-- Begin --

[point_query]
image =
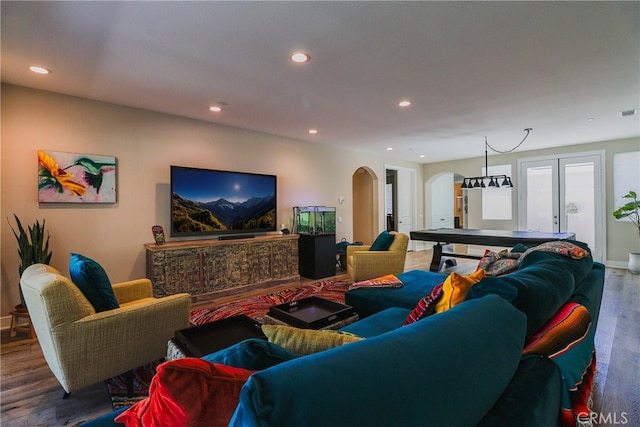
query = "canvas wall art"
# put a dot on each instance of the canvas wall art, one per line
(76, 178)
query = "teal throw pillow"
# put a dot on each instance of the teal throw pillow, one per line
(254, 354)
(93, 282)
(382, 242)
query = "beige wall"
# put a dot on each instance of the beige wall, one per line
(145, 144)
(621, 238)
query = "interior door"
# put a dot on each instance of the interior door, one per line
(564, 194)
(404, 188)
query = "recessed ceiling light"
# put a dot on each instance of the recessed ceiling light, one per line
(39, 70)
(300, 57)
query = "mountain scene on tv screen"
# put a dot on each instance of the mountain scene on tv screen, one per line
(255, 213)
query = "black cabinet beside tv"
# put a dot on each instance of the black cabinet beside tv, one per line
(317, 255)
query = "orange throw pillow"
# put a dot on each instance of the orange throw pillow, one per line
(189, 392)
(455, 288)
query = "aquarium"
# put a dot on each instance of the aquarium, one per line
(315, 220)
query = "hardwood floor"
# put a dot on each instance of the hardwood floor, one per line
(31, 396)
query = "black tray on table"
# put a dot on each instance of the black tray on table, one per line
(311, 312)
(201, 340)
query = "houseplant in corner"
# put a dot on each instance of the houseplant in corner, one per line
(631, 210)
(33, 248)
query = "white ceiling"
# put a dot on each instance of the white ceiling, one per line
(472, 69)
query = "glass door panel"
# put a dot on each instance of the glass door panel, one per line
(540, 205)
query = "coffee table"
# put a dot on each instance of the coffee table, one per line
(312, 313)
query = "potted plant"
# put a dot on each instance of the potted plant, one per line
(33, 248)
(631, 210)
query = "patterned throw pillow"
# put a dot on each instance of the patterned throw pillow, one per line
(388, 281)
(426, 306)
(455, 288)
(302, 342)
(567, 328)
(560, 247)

-- End --

[Challenge]
Find each line above that contains the word "screen", and copy those lines in full.

[Written solution]
query = "mountain scene on tv screen"
# put a dot on each instance of the mountain scene on tv screen, one per line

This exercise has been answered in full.